▸ **Exercise details**
Copy out each of the records below word for word, leaving out the pictures.
======== Supplied entries
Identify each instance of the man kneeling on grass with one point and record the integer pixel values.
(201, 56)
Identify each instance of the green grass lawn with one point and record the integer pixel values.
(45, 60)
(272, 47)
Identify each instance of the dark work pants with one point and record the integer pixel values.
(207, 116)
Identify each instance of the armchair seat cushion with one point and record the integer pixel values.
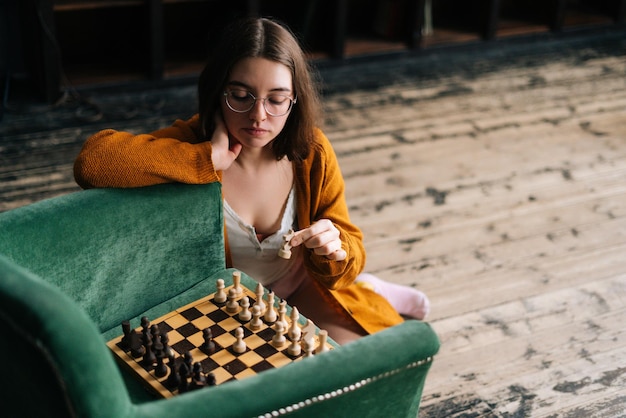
(73, 267)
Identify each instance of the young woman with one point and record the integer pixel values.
(256, 133)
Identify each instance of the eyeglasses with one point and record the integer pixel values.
(242, 101)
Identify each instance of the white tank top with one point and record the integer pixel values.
(260, 260)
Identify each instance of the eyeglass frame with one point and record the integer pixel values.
(292, 102)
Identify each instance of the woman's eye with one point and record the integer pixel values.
(240, 95)
(277, 99)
================
▸ **Result below**
Identify each instance of the man kneeling on grass with one point and record the integer pixel values.
(201, 56)
Identify each instance of the green grass lawn with one point and record the integer pixel values.
(45, 60)
(272, 47)
Identify each instance of the dark work pants with one point and record the integer pixel values.
(207, 116)
Identify each instance of the armchair seat cushion with one point and record the integer pixel values.
(73, 267)
Identify each instance of the young woman with one point and record the integer pixel values.
(256, 133)
Identify each instance of the eyeglasses with one point and record the integer pixel values.
(242, 101)
Identify each instance of the white tank top with one point and record the integer pixel values.
(260, 260)
Identify each instance of the eyeglass frame with one point and record the integer pixel values.
(292, 102)
Identify each instance of the woman's eye with one point and record the integer pixel values.
(240, 95)
(277, 99)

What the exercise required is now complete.